Reproduce every row below word for word, leaving out the pictures.

::: Given entries

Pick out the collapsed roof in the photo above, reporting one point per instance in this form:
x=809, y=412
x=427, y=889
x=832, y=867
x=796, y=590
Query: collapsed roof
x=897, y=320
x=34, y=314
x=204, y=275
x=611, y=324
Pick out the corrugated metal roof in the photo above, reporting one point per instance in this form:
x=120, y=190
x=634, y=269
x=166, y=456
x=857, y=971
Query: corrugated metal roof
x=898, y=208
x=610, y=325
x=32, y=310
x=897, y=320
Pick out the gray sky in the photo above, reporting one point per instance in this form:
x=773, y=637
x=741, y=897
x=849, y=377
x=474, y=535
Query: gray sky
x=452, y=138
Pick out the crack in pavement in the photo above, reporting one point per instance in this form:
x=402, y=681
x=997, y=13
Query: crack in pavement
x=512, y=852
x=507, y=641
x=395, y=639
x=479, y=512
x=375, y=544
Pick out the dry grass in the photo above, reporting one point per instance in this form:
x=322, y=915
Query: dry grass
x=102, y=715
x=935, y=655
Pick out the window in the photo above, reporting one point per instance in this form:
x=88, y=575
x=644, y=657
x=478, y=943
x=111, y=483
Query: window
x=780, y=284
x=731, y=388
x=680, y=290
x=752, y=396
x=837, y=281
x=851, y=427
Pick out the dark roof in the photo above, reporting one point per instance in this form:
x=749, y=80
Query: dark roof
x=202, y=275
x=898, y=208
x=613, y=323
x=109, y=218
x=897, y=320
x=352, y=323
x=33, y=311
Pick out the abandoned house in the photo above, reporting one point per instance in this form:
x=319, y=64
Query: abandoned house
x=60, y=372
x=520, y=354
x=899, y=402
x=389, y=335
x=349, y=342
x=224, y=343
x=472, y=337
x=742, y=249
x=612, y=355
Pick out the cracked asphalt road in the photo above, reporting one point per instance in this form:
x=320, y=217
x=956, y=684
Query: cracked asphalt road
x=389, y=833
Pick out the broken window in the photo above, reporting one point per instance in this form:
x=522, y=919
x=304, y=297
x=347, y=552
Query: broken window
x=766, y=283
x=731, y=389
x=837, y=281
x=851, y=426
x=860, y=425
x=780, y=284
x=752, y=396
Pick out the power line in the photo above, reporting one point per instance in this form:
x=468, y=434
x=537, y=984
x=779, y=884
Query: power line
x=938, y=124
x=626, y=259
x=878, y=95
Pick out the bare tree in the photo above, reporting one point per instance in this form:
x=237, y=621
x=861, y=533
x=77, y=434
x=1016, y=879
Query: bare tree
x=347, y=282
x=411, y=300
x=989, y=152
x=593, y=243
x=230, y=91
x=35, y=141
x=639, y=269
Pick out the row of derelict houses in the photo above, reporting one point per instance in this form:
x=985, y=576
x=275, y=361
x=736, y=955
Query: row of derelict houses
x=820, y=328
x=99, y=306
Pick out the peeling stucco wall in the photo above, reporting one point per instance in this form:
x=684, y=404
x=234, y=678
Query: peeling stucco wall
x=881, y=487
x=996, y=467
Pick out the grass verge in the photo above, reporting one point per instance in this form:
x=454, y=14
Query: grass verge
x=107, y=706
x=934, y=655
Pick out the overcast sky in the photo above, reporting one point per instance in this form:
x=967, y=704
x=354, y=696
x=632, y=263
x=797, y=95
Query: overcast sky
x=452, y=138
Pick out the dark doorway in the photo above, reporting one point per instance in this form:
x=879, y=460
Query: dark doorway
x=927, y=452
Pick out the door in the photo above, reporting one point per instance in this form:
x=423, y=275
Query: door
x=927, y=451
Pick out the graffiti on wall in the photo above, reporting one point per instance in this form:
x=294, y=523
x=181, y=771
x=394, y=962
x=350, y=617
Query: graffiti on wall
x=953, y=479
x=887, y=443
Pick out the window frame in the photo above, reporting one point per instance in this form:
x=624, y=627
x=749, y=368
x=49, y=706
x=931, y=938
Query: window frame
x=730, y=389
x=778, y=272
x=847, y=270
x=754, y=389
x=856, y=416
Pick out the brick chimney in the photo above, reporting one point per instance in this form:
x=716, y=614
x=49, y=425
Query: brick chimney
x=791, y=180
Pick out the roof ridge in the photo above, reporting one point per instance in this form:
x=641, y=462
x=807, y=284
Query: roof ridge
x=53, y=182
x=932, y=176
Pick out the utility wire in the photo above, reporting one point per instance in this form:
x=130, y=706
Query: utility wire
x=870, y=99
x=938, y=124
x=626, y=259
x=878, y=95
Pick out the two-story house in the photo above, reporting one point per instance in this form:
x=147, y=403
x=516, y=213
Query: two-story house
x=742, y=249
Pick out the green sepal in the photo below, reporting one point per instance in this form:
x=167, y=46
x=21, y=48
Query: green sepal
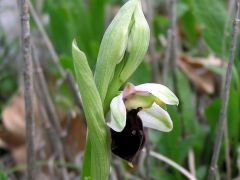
x=92, y=106
x=113, y=46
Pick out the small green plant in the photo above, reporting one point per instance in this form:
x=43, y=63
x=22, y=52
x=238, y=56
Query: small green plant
x=122, y=49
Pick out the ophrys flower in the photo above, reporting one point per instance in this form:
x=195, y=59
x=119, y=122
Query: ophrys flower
x=134, y=108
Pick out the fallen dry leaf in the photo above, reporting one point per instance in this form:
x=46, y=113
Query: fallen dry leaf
x=198, y=73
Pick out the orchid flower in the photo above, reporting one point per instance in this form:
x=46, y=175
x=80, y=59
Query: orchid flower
x=134, y=108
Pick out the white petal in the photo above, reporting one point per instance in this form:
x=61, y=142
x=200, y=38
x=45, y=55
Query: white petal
x=118, y=114
x=156, y=118
x=160, y=91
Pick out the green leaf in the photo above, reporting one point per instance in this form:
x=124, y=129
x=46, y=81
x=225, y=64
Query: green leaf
x=92, y=106
x=113, y=46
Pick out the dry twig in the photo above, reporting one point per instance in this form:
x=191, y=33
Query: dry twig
x=172, y=163
x=52, y=117
x=67, y=76
x=225, y=96
x=28, y=88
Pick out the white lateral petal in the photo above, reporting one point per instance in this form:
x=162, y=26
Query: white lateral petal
x=118, y=114
x=156, y=118
x=160, y=91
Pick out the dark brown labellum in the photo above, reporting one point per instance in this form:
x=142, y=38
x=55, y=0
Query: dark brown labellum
x=130, y=141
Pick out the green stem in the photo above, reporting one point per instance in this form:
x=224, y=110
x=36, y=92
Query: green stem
x=86, y=167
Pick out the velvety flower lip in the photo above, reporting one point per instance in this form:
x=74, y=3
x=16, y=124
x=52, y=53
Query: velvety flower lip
x=151, y=98
x=134, y=108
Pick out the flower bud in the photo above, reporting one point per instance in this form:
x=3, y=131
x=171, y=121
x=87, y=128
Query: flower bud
x=138, y=45
x=113, y=46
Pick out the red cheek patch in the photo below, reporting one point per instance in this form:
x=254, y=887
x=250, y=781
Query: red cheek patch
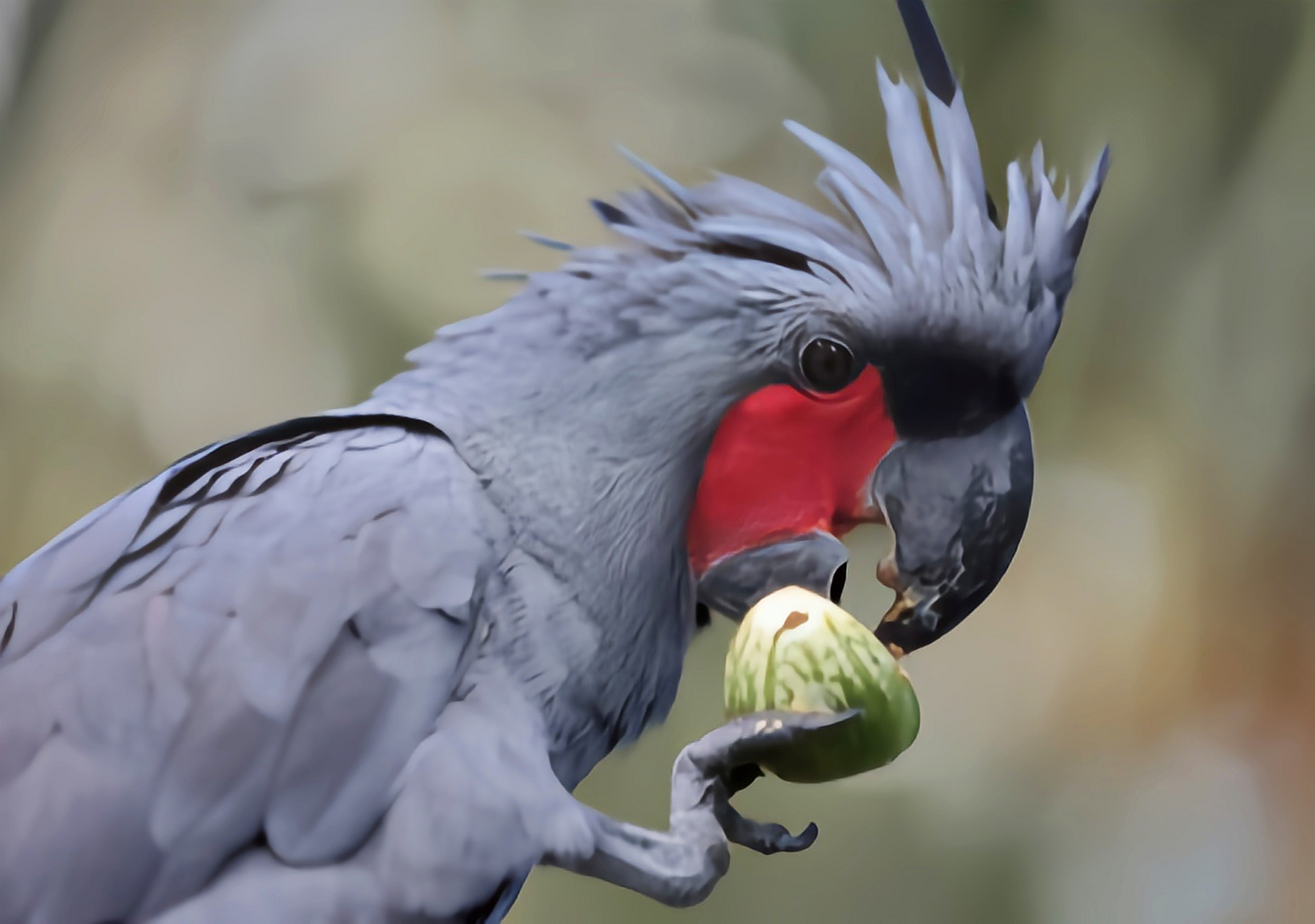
x=785, y=463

::::::

=== Full output ===
Pick out the collapsed roof in the photo above, reporting one point per instance in this form:
x=809, y=412
x=427, y=889
x=832, y=867
x=796, y=590
Query: collapsed roof
x=897, y=320
x=34, y=314
x=204, y=275
x=611, y=324
Pick out the corrugated metal roof in the photo above, reporting one point per instance in this form:
x=120, y=190
x=634, y=269
x=166, y=456
x=857, y=971
Query: corrugated metal roof
x=898, y=208
x=610, y=325
x=32, y=310
x=897, y=320
Pick out the gray sky in the photo above, reporting one point per instance in this form:
x=773, y=637
x=741, y=897
x=849, y=377
x=474, y=535
Query: gray sky
x=452, y=138
Pick out the crack in pavement in the photo above, reporting one point per instance in this form:
x=402, y=681
x=997, y=13
Query: crack in pavement
x=512, y=852
x=507, y=641
x=395, y=639
x=479, y=512
x=375, y=544
Pick out the dry grass in the photo above, reporting one point per instance in this form:
x=322, y=915
Query: dry grass
x=102, y=715
x=935, y=655
Pick out the window in the photo above, reporting one point per instance in this form:
x=88, y=575
x=644, y=657
x=478, y=943
x=111, y=483
Query: window
x=780, y=284
x=731, y=388
x=680, y=290
x=752, y=396
x=837, y=281
x=851, y=427
Pick out the dark roof in the photo above, reporting one point per instance in this form:
x=749, y=80
Query: dark roof
x=202, y=275
x=898, y=208
x=613, y=323
x=109, y=218
x=897, y=320
x=352, y=323
x=33, y=311
Pick out the abandoned house in the photo above, reporting one point per instance in this form:
x=319, y=64
Query: abandoned house
x=60, y=372
x=520, y=354
x=899, y=402
x=389, y=335
x=349, y=342
x=224, y=343
x=472, y=337
x=742, y=249
x=612, y=355
Pick out the cracked asphalt road in the photo above, reporting one point per instance in this form:
x=320, y=217
x=956, y=684
Query: cracked asphalt road
x=389, y=833
Pick out the broken window in the photo above, reporting one point per instance in this form:
x=522, y=919
x=304, y=297
x=347, y=552
Query: broken window
x=766, y=283
x=731, y=389
x=837, y=281
x=851, y=426
x=860, y=425
x=780, y=284
x=752, y=396
Pick out the power line in the photo above, reporting one point per instance in this form:
x=468, y=434
x=537, y=984
x=779, y=884
Query: power line
x=938, y=124
x=626, y=259
x=878, y=95
Pick out the bare tree in the photo above, reporting one point per instance in this form:
x=237, y=621
x=861, y=533
x=77, y=434
x=1016, y=879
Query: bare tree
x=347, y=282
x=411, y=300
x=989, y=152
x=593, y=243
x=230, y=91
x=35, y=141
x=639, y=269
Pick out the row of derelict houses in the photo above, reporting one point per instance in this form:
x=985, y=576
x=275, y=361
x=736, y=955
Query: row of derelict houses
x=820, y=328
x=99, y=306
Pick out the peeling stucco wall in the photo above, reporting one point per instance in this form:
x=684, y=404
x=234, y=678
Query: peeling stucco wall
x=881, y=487
x=996, y=467
Pick out the grass verge in the photo above, reporting one point per instance in this form:
x=454, y=14
Query: grass verge
x=107, y=706
x=934, y=655
Pick out the overcast sky in the photo above, reporting one point per instance in this form:
x=967, y=704
x=354, y=696
x=632, y=263
x=797, y=95
Query: overcast sky
x=452, y=138
Pick out the dark doorway in the photo above, reporting one point per instance in this form:
x=879, y=460
Query: dark doorway
x=927, y=452
Pick out the door in the photo above, reporting one point per instance in this form:
x=423, y=275
Query: door
x=927, y=451
Pick out the graffiti on wall in the photo above, reporting one point per instance in this form:
x=294, y=523
x=181, y=771
x=394, y=962
x=350, y=617
Query: graffiti on wall
x=953, y=479
x=887, y=443
Pick out the window frame in the photo above, reporting one point per instance in this form:
x=624, y=627
x=749, y=368
x=49, y=706
x=931, y=938
Query: window frame
x=730, y=389
x=778, y=272
x=847, y=270
x=754, y=389
x=856, y=416
Pick out the brick chimney in the photo above, reporting one point per instance in this form:
x=716, y=614
x=49, y=425
Query: brick chimney
x=791, y=180
Pick out the roof ridge in the photo above, reporting one point per instance in this form:
x=641, y=462
x=807, y=284
Query: roof ridge
x=53, y=182
x=932, y=176
Pick out the utility wire in the photo above, reporting one point per instance in this form:
x=130, y=706
Query: utility wire
x=870, y=99
x=938, y=124
x=626, y=259
x=878, y=95
Pick out the two-story house in the photo above, reporting one point per instance in this form:
x=147, y=403
x=516, y=213
Query: two-story house
x=742, y=249
Pick out the green sepal in the photo below, reporting one point per instance in this form:
x=167, y=46
x=21, y=48
Query: green sepal
x=92, y=106
x=113, y=46
Pick out the small green plant in the photo above, reporting one point per instance in this form:
x=43, y=63
x=22, y=52
x=238, y=56
Query: small green plant
x=122, y=49
Pick out the ophrys flower in the photo above, reporting one point per instance in this form:
x=195, y=59
x=119, y=122
Query: ophrys flower
x=134, y=108
Pick out the fallen dry leaf in the photo above, reporting one point per instance in this form:
x=46, y=113
Query: fallen dry leaf
x=198, y=73
Pick out the orchid flower in the photo above, reporting one point per instance in this form:
x=46, y=175
x=80, y=59
Query: orchid flower
x=134, y=108
Pick out the white petal in the photo above, reporting one point per instance in this form:
x=61, y=142
x=200, y=38
x=45, y=55
Query: white petal
x=118, y=114
x=156, y=118
x=160, y=91
Pick out the green leaf in the photo above, reporting one point per instance in this form:
x=124, y=129
x=46, y=81
x=225, y=64
Query: green leaf
x=92, y=106
x=113, y=46
Pick out the dry twig in the photo above, reporting one point per instance in this form:
x=191, y=33
Query: dry twig
x=172, y=163
x=52, y=117
x=67, y=76
x=225, y=96
x=28, y=88
Pick out the white lateral petal in the photo above, reporting one point per instance in this form:
x=162, y=26
Query: white lateral petal
x=118, y=114
x=156, y=118
x=160, y=91
Pick out the dark brown labellum in the photo above, reporting one point per instance in this form:
x=142, y=38
x=55, y=0
Query: dark brown labellum
x=130, y=141
Pick out the green stem in the photo above, reporting one point per instance in this form:
x=224, y=110
x=36, y=92
Query: green stem
x=86, y=167
Pick out the velvety flower lip in the photo above, reporting one point per instance in this form:
x=74, y=3
x=16, y=124
x=52, y=53
Query: velvety flower lip
x=151, y=98
x=134, y=108
Pick out the flower bud in the photo above, reporting one point per instance in this form:
x=3, y=131
x=171, y=121
x=87, y=128
Query: flower bud
x=138, y=45
x=113, y=46
Pick out the red cheek patch in the photo below, reporting one point per instance in this form:
x=254, y=887
x=250, y=781
Query: red cheek patch
x=785, y=463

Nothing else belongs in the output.